Germany: can 'Miss Moneypenny' be protected as a work title?
As many will know, Miss Moneypenny is the secretary to 'M', the head of MI6, in the James Bond films. She has appeared in 23 of the 25 films released since 1962. Following the reboot in 2006, she returned in Skyfall (2012) as the younger Eve Moneypenny.
Danjaq LLC, which holds the exploitation rights for the Bond film franchise, has sued in Germany a company that offers secretarial and personal assistant services under the trade marks “MONEYPENNY” and “MY MONEYPENNY” as part of a franchise system. Moreover, the company's managing director has also been sued as the owner of the German word mark 'MONEYPENNY' (no. 3020151036068), an international registration for the same mark (no. 741954), and several domains containing that term.
The claimant relies on sections 5 and 15 of the German Trade Marks Act (MarkenG), which protect business identifiers and work titles as trade names. According to German case law, character names are considered protectable work titles if the public perceives them as an independent title of a main work, meaning that they cannot be used as trade marks by third parties. For instance, in the Pippi Longstocking case (LG Hamburg, ref. 308 O 431/17), the court ruled that the name qualified for protection due to its distinctive nature. The claimant is now seeking to apply that precedent to Miss Moneypenny, requesting injunctions, the withdrawal and destruction of materials and domains, the removal of the company name, disclosure and accounting of relevant information, damages and costs, and the annulment of the second defendant’s trade marks.
++++++++++
Objective A ▸ In the records, repeat the lines between the line holding "trace winter coat, every instance" and the line holding "Outlines of the winter", inclusive.
The Moneypenny article and the records have nothing to do with each other.

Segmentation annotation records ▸
++++++++++
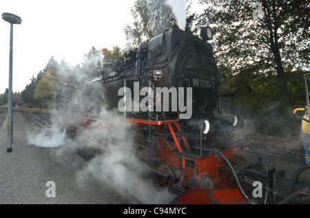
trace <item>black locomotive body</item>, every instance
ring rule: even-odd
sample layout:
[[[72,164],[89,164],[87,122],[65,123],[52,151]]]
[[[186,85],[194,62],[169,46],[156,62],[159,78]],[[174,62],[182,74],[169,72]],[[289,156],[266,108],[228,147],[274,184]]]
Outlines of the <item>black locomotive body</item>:
[[[220,72],[204,35],[167,30],[123,59],[99,65],[96,76],[59,85],[56,107],[65,108],[65,121],[79,127],[113,120],[102,116],[103,109],[134,124],[143,133],[139,143],[156,150],[149,153],[156,155],[154,181],[180,204],[248,203],[252,190],[242,186],[251,179],[271,190],[285,179],[273,171],[263,176],[260,164],[245,162],[246,144],[231,130],[238,119],[222,113]]]

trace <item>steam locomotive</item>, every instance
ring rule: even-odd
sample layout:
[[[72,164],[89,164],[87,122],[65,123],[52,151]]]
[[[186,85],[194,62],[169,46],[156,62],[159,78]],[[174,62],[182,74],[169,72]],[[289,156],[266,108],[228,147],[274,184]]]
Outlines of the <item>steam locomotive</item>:
[[[221,74],[207,43],[212,34],[209,27],[200,37],[167,30],[123,59],[98,65],[96,76],[60,85],[55,105],[71,111],[68,132],[75,136],[99,122],[107,127],[116,120],[100,111],[116,111],[141,133],[140,149],[152,151],[145,157],[154,183],[178,204],[276,204],[302,197],[291,195],[309,186],[298,179],[309,166],[289,179],[263,168],[258,153],[258,162],[246,161],[245,147],[257,151],[235,135],[237,117],[223,113]],[[254,196],[253,184],[265,194]]]

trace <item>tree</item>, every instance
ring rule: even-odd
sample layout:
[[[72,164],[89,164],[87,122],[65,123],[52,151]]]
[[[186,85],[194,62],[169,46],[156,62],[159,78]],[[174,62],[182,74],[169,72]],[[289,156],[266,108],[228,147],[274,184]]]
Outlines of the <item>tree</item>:
[[[40,73],[38,74],[37,78],[34,78],[34,76],[32,76],[32,78],[30,79],[31,83],[29,85],[27,85],[25,89],[21,91],[21,99],[25,103],[29,103],[32,105],[36,104],[37,101],[34,100],[33,95],[37,84],[39,82],[38,78],[41,78],[41,73],[42,73],[42,72],[40,72]]]
[[[277,86],[279,89],[277,98],[280,97],[291,110],[293,98],[288,87],[289,72],[309,66],[309,1],[200,2],[206,9],[200,16],[198,25],[213,28],[213,43],[224,74],[237,75],[246,85],[249,85],[247,76],[259,74],[265,76],[266,80],[276,76],[276,81],[273,83],[273,88]],[[242,83],[240,80],[238,85]]]
[[[131,12],[134,23],[124,30],[130,47],[138,47],[176,25],[171,8],[165,0],[136,0]]]
[[[121,47],[118,46],[113,46],[112,50],[104,47],[102,49],[104,55],[105,62],[114,62],[123,57],[124,54]]]
[[[34,92],[34,98],[37,100],[50,100],[54,96],[59,84],[59,77],[56,68],[50,68],[37,83]]]

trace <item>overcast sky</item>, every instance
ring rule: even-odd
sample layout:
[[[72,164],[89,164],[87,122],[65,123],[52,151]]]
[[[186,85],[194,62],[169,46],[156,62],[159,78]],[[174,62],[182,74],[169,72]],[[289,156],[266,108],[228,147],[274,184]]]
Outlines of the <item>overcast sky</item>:
[[[0,14],[12,13],[22,23],[13,25],[13,92],[21,92],[49,59],[71,65],[94,46],[126,45],[124,28],[132,23],[135,0],[0,0]],[[185,22],[186,0],[169,0]],[[198,0],[192,11],[202,12]],[[0,19],[0,94],[8,88],[10,23]]]
[[[134,0],[0,1],[0,14],[20,17],[13,26],[13,91],[23,91],[52,56],[75,65],[94,46],[122,49]],[[0,20],[0,94],[8,88],[10,23]]]

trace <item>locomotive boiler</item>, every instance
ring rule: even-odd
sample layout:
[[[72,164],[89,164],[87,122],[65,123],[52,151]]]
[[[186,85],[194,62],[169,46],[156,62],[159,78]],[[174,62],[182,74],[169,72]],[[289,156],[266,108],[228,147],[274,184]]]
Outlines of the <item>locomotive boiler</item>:
[[[152,159],[154,183],[179,204],[278,203],[306,185],[245,161],[245,146],[254,149],[236,137],[237,117],[222,112],[211,38],[208,27],[200,37],[166,30],[124,58],[97,65],[94,76],[59,85],[56,108],[70,111],[65,121],[74,136],[95,122],[114,122],[101,116],[103,107],[115,111],[141,133],[140,147],[152,151],[144,157]],[[257,181],[273,192],[253,197]]]

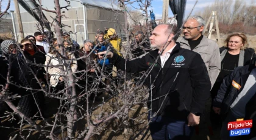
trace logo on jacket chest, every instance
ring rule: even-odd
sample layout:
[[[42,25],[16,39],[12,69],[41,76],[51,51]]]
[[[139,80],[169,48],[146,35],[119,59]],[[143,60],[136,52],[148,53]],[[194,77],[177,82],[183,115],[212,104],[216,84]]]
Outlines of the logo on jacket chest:
[[[174,63],[172,63],[172,66],[174,66],[175,67],[181,67],[182,66],[185,65],[185,63],[183,62],[185,61],[185,58],[182,55],[179,55],[174,58]]]

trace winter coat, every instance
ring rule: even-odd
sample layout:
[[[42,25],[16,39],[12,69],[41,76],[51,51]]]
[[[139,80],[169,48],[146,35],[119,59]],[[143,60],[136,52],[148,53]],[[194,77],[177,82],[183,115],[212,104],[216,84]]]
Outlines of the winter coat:
[[[70,58],[75,59],[75,57],[74,55],[70,54]],[[45,71],[48,72],[48,73],[51,75],[50,77],[50,83],[53,87],[55,87],[58,84],[59,81],[59,78],[63,74],[62,72],[62,66],[60,66],[59,67],[51,67],[51,66],[58,66],[60,65],[60,58],[58,58],[55,54],[52,54],[50,53],[47,54],[46,55],[46,59],[44,62],[44,65],[48,66],[48,68],[44,67]],[[61,60],[60,60],[61,61]],[[77,65],[76,60],[73,60],[72,63],[71,64],[71,68],[72,72],[76,71],[77,69]],[[65,67],[64,67],[64,70],[66,69]]]
[[[30,70],[29,69],[29,64],[27,64],[21,55],[12,55],[6,56],[7,59],[1,59],[1,70],[4,68],[6,74],[8,72],[9,58],[12,62],[10,69],[10,80],[12,83],[9,86],[9,93],[13,95],[18,94],[21,98],[12,100],[12,102],[16,107],[20,107],[19,110],[27,117],[32,117],[38,111],[37,106],[35,105],[35,99],[40,109],[43,108],[44,100],[43,94],[41,92],[35,92],[33,90],[27,90],[23,87],[30,88],[32,89],[38,89],[37,82],[34,77],[30,76]],[[2,72],[1,72],[2,73]],[[7,75],[5,78],[7,78]],[[4,85],[7,83],[5,80]],[[34,93],[32,96],[32,93]],[[35,98],[35,99],[34,99]]]
[[[221,60],[222,61],[226,54],[227,54],[228,48],[226,47],[222,47],[219,48],[219,52],[221,54]],[[241,50],[239,54],[239,60],[238,66],[243,66],[249,65],[252,58],[256,58],[256,55],[254,52],[254,49],[252,48],[247,48],[244,50]],[[224,78],[224,77],[223,77]],[[219,75],[217,78],[213,88],[212,89],[211,93],[212,94],[212,99],[213,99],[215,96],[216,95],[218,91],[222,82],[222,77],[220,77]]]
[[[202,113],[210,96],[211,85],[200,55],[182,49],[177,43],[163,68],[161,59],[157,60],[158,55],[158,50],[151,51],[126,63],[127,72],[152,68],[147,77],[149,109],[152,109],[152,113],[159,110],[158,115],[177,120],[187,120],[190,112]],[[114,54],[110,60],[118,68],[125,70],[125,59]]]
[[[122,43],[121,38],[116,37],[115,39],[109,40],[108,41],[112,45],[114,49],[115,52],[117,53],[119,55],[121,56],[121,54],[120,54],[120,52],[121,52],[121,43]]]
[[[179,38],[177,42],[180,42],[181,47],[191,50],[188,40],[184,37]],[[209,74],[212,88],[221,69],[221,57],[219,50],[218,44],[205,36],[203,37],[200,44],[193,50],[201,55]]]
[[[213,102],[213,107],[221,108],[221,115],[223,120],[230,111],[230,105],[244,88],[252,69],[255,68],[255,61],[256,58],[254,58],[249,65],[238,67],[223,80]],[[241,86],[239,89],[233,85],[234,82]],[[256,94],[247,103],[244,120],[251,119],[256,116],[255,99]]]
[[[36,47],[34,48],[35,54],[32,55],[30,55],[28,52],[24,51],[23,52],[23,54],[24,55],[24,57],[25,57],[27,60],[29,61],[29,63],[35,63],[38,65],[44,65],[45,62],[45,54],[44,54],[43,52],[39,51],[38,49]],[[23,57],[24,58],[24,57]],[[24,61],[25,61],[24,60]],[[38,79],[44,79],[44,74],[45,71],[44,69],[42,66],[35,66],[34,65],[30,65],[29,66],[30,68],[34,71],[34,72],[35,72],[37,75],[37,77]],[[30,77],[30,79],[32,79],[34,78],[34,76],[32,74],[30,71],[26,71],[25,75],[27,77]],[[35,84],[35,83],[32,83]],[[35,85],[35,86],[38,87],[38,85]]]

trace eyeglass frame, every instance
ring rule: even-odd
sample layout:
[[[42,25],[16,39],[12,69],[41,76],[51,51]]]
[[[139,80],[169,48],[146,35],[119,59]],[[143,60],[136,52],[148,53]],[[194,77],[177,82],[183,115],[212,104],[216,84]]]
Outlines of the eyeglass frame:
[[[184,27],[184,26],[183,26],[182,27],[182,30],[193,30],[193,29],[195,29],[195,28],[197,28],[197,27],[202,27],[202,26],[197,26],[197,27]]]

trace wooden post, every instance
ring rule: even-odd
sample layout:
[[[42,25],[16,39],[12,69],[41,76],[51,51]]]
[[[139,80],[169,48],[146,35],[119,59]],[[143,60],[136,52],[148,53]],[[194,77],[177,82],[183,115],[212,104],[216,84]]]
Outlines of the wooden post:
[[[209,25],[210,21],[211,20],[211,17],[212,17],[212,15],[213,15],[213,11],[212,11],[212,13],[211,13],[211,15],[210,15],[210,17],[209,17],[209,18],[208,19],[207,23],[206,23],[206,25],[205,25],[205,26],[204,27],[204,31],[203,31],[203,35],[204,35],[204,33],[205,32],[206,29],[208,28],[208,26]]]
[[[218,21],[217,18],[217,13],[215,11],[215,26],[216,26],[216,31],[217,32],[217,40],[218,40],[218,44],[219,47],[221,47],[221,37],[219,36],[219,22]]]
[[[210,24],[209,34],[208,36],[208,38],[211,38],[212,37],[212,29],[213,27],[215,16],[215,12],[213,11],[213,15],[212,15],[212,19],[211,19],[211,23]]]
[[[169,11],[169,0],[163,0],[163,13],[162,13],[162,23],[167,23],[168,22],[168,11]]]
[[[13,2],[15,6],[16,16],[17,17],[18,24],[20,28],[20,37],[21,37],[21,40],[23,40],[24,39],[23,27],[22,26],[21,13],[20,12],[20,7],[19,7],[19,4],[18,3],[18,0],[13,0]]]

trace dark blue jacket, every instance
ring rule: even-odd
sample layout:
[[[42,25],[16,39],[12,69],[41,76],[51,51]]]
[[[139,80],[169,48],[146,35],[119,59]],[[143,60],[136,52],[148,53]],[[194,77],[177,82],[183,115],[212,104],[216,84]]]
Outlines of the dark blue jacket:
[[[149,73],[149,109],[152,113],[159,110],[158,115],[182,120],[187,119],[190,112],[202,113],[210,96],[211,83],[201,55],[177,43],[162,68],[158,52],[158,50],[151,51],[126,64],[127,72]],[[110,60],[125,70],[126,60],[118,54],[114,54]]]
[[[221,114],[222,119],[226,118],[230,105],[243,90],[252,69],[255,68],[255,58],[253,59],[250,65],[238,67],[223,80],[223,82],[218,91],[218,94],[213,102],[213,107],[221,108]],[[237,84],[239,85],[238,88],[235,86]],[[246,104],[244,119],[252,119],[255,116],[255,113],[256,94]]]

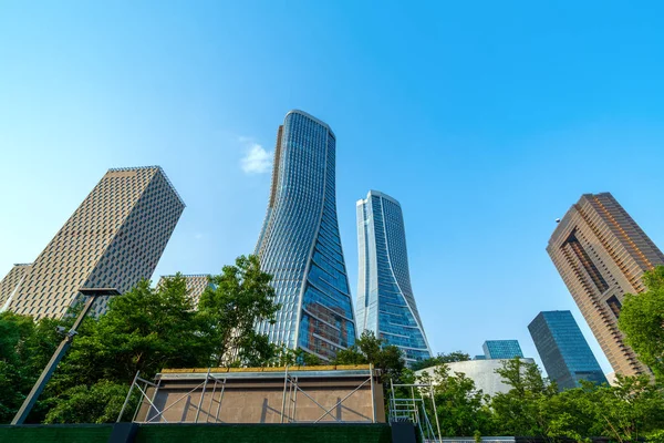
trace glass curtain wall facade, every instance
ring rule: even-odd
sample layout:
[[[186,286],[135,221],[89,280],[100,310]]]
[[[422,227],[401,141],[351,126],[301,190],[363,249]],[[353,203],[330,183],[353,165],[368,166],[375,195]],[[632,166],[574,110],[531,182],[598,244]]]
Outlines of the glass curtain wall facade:
[[[411,363],[432,357],[411,287],[401,205],[370,190],[357,209],[357,324],[398,347]]]
[[[549,379],[560,390],[580,387],[580,380],[606,383],[592,350],[570,311],[540,312],[528,330]]]
[[[273,324],[260,333],[325,360],[355,342],[355,322],[336,219],[334,133],[325,123],[291,111],[279,127],[272,187],[256,247],[273,276]]]

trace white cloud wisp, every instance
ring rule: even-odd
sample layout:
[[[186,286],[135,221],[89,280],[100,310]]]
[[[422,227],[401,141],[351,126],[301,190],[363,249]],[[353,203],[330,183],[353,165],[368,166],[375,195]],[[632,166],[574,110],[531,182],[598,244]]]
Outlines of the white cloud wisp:
[[[246,174],[264,174],[270,172],[272,155],[258,143],[251,143],[240,164]]]

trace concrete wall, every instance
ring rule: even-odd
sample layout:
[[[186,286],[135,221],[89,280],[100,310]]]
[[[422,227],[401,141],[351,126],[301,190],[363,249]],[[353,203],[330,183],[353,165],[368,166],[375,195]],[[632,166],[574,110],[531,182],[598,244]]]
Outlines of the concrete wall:
[[[467,378],[473,379],[476,389],[481,389],[485,394],[495,395],[498,392],[508,392],[511,387],[502,382],[502,378],[496,373],[497,369],[502,368],[506,360],[468,360],[447,363],[450,373],[464,373]],[[525,363],[535,363],[532,359],[521,359]],[[437,367],[422,369],[416,371],[416,375],[422,375],[428,372],[434,375]]]

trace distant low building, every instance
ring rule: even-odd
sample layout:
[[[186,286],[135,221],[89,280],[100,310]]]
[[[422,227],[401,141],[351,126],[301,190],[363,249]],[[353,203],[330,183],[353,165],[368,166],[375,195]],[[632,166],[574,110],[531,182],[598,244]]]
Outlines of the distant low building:
[[[481,346],[487,359],[523,358],[518,340],[487,340]]]
[[[162,285],[164,279],[173,277],[175,276],[162,276],[157,287]],[[183,277],[187,280],[187,295],[194,300],[194,307],[198,307],[200,296],[205,292],[205,289],[211,285],[210,276],[208,274],[191,274],[184,275]]]
[[[532,359],[520,359],[523,363],[535,363]],[[495,395],[498,392],[508,392],[511,387],[505,384],[502,378],[496,373],[497,369],[501,369],[505,361],[508,359],[486,359],[486,360],[468,360],[446,363],[450,373],[463,373],[475,382],[476,389],[481,389],[485,394]],[[419,377],[425,372],[430,375],[438,367],[430,367],[415,371],[415,375]]]
[[[560,390],[578,388],[580,380],[606,383],[606,378],[570,311],[540,312],[528,326],[549,379]]]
++++++++++
Objective B ▸ Transcribe the part of the Moneypenny article between "Germany: can 'Miss" and "younger Eve Moneypenny.", inclusive.

Expected output A ▸
trace winter coat, every instance
ring rule: even-odd
sample layout:
[[[42,25],[16,39],[12,69],[41,76],[51,51]]]
[[[139,80],[169,48],[146,35],[119,59]],[[143,60],[136,52],[148,53]],[[194,77],[177,82],[183,115],[212,104],[216,84]]]
Outlines of the winter coat:

Expected output B ▸
Germany: can 'Miss Moneypenny' be protected as a work title?
As many will know, Miss Moneypenny is the secretary to 'M', the head of MI6, in the James Bond films. She has appeared in 23 of the 25 films released since 1962. Following the reboot in 2006, she returned in Skyfall (2012) as the younger Eve Moneypenny.